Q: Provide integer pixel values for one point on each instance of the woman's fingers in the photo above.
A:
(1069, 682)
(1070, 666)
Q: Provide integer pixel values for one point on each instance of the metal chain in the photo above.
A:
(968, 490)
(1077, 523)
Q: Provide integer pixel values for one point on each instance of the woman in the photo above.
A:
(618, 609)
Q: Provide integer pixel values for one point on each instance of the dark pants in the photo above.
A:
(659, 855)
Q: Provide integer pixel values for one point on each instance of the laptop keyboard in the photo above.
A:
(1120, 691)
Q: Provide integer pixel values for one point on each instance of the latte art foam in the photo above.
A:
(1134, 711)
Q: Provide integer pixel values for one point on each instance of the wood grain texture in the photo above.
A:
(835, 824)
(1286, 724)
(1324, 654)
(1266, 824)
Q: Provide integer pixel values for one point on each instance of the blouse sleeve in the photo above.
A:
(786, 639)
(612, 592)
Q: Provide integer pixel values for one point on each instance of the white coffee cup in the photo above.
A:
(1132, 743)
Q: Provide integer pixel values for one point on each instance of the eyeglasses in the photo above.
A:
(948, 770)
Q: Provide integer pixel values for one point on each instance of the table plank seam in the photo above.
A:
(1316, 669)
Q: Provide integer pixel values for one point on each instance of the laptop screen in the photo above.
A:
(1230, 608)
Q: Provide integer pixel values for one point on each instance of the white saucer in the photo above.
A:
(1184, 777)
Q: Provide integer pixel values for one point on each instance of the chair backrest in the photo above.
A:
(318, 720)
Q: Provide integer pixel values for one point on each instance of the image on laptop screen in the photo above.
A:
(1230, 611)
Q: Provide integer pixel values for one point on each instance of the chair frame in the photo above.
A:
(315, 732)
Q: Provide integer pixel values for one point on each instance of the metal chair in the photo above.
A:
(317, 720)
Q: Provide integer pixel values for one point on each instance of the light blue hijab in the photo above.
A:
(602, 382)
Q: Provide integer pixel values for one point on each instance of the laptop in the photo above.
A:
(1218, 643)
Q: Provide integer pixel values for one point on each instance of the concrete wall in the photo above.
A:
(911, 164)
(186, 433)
____
Task description |
Line by line, print the records above exactly as they stand.

Reply to the exercise |
Q: Provide integer pixel values for one point on each instance of the woman's fingers in the photo above.
A:
(1069, 682)
(1070, 666)
Q: Provide integer pixel values for one point on each instance of the metal chain in the photo above.
A:
(968, 490)
(1077, 523)
Q: Provide integer pixel values for one point on each instance of the woman in the photo above.
A:
(618, 609)
Q: Provide integer pixel values for one point on each instance of the dark pants in the photo above.
A:
(659, 855)
Q: Provide integer pixel values for one point on each instance of the laptop keyboard in the photo above.
A:
(1120, 691)
Q: Provide integer pixel values for one point on each instance of the latte art foam in the photo above.
A:
(1134, 711)
Q: Provide integer pixel values for one point on each instance of the wood grain texture in the photo above.
A:
(835, 824)
(1286, 724)
(1324, 654)
(1266, 824)
Q: Provide integer pixel values for one point on each instance of the blouse sleeve in the photo above.
A:
(786, 639)
(612, 592)
Q: Provide integer pixel values for one point on each instance of the white coffee cup in the photo above.
A:
(1132, 743)
Q: Provide integer pixel values for one point on each instance of the eyeglasses in the photo above.
A:
(948, 770)
Q: Provide integer pixel values for one point on each instance of the table plank seam in the photo above.
A:
(1316, 669)
Q: Provide integer pixel values for one point on each instance of the laptop screen in the photo above.
A:
(1230, 608)
Q: Provide integer pixel values for one point on each instance of the white saucer in the photo above.
A:
(1184, 777)
Q: Provide integer pixel values for one point on each instance of the chair backrest in the photo above.
A:
(318, 720)
Q: Provide integer pixel values for one point on each instance of the image on laptop screen in the photo above.
A:
(1230, 611)
Q: Provide integer pixel values for one point on each instance of the chair frame in the photo above.
A:
(315, 732)
Q: Provide integer pixel values for one point on each instance of the metal chair in the photo above.
A:
(317, 720)
Q: Provide integer pixel values for one point on each instance of the light blue hijab in the photo above.
A:
(602, 382)
Q: Provide integer pixel values for one point on each instance of the laptop in the photo above.
A:
(1218, 643)
Q: Provide integer pixel values for one point on each instance of the concrete wall in the photo above.
A:
(911, 164)
(186, 433)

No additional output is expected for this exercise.